LESETEXT:

====

Amerikanischer Patriotismus
Verfasst: 10.11.2013, 16:08
Dass die Amerikaner ihr Land über alles lieben, ist allgemein bekannt. Schließlich hat Gott ihnen dies Stück Erde einst geschenkt, damit sie es bebauen können. In der Bibel wird Amerika aber leider nicht erwähnt, deshalb nannten die Europäer es die „Neue Welt“ und erfanden einen achten Schöpfungstag, an dem Gott diesen Kontinent erschaffen haben soll.
In den siebziger und achtziger Jahren habe ich die USA mehrfach besucht und bin monatelang kreuz und quer durch das Land getrampt. Später musste ich als Geschäftsführer eines Unternehmens dort noch häufiger hinfliegen, bekam von dem Land dann aber nicht mehr so viel mit.
Nach dem Ende des Vietnamkrieges und der Watergate-Affäre durchlebten die Amerikaner eine mentale Krise und versuchten, sie durch verstärkten Patriotismus zu überwinden. „America, love it or leave it!“, diese Aufforderung konnte man immer wieder auf Plakaten sehen. Und die New Yorker Taxifahrer, die mich an meinem Akzent sofort als Ausländer identifizierten, fragten jedes Mal: „How do you like America?“ Diese Frage beantworteten sie zumeist sofort selbst: „ It’s a fucked up country, but it is the best in the world!” Dem konnte ich nichts hinzufügen.

====

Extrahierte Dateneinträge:
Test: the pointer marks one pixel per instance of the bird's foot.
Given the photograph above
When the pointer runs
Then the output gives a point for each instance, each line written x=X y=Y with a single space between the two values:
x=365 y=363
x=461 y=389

====

DEINE AUFGABEN:
(a) Zitiere aus dem Text über amerikanischen Patriotismus wörtlich die Stelle, die mit „Nach dem Ende“ beginnt und bis einschließlich „ich nichts hinzufügen.“ reicht.
(b) Setze den Text über amerikanischen Patriotismus im Anschluss an seinen letzten Satz fort.
Die Zeilen sind eigenständiges Material und gehören nicht zum Text über amerikanischen Patriotismus.

GEGEBENE ANTWORTEN:
(a)
Nach dem Ende des Vietnamkrieges und der Watergate-Affäre durchlebten die Amerikaner eine mentale Krise und versuchten, sie durch verstärkten Patriotismus zu überwinden. „America, love it or leave it!“, diese Aufforderung konnte man immer wieder auf Plakaten sehen. Und die New Yorker Taxifahrer, die mich an meinem Akzent sofort als Ausländer identifizierten, fragten jedes Mal: „How do you like America?“ Diese Frage beantworteten sie zumeist sofort selbst: „ It’s a fucked up country, but it is the best in the world!” Dem konnte ich nichts hinzufügen.

(b)
Auf dem Flug nach San Diego erklärte uns der Pilot alle zwei Minuten: „ We are now approaching to San Diego, California, USA.“ Als ob nicht jeder wußte, das diese Stadt in den USA und nicht etwa in Mexiko liegen würde. Vielleicht wollte man sich vergewissern, das sie sich noch in dem richtigen Land befindet.
In Kalifornien fuhren wir auf Autostraßen mit acht oder zehn Fahrbahnen, die am Horizont Städte ankündigen, die man nicht findet, da sie von eben diesen Autobahnen in unzulängliche Siedlungsfragmente zerschnitten werden. Man durchfährt baumlose Gartenlandschaften, beherrscht von einer armseligen Einheitsarchitektur, gelegentlich protzender Reichtum.
In Kalifornien hatten die Einwohner einen Filmschauspieler (Ronald Reagan, den späteren Präsidenten) zum Gouverneur gewählt, der den Menschen ständig erklärt hatte, wie gut der Krieg in Vietnam für das Land wäre. Es gab in San Diego einen großen Kriegshafen, in dem Bundesstaat hatten sie riesige Ausbildungslager für die Soldaten und Flugfelder für die Luftwaffe errichtet. Diese Örtlichkeit, die sich Stadt nannte, besaß nur eine Zeitung, die morgens als San Diego Union, abends als Evening Tribune erschien. Verglichen mit deren Berichterstattung konnte man selbst die BILD-Zeitung als linksextremistisch bezeichnen. Im Radio liefen ständig rechtsradikale Hetzsendungen von Predigern unterschiedlicher religiöser Gruppierungen, unterbrochen von Country-Musik.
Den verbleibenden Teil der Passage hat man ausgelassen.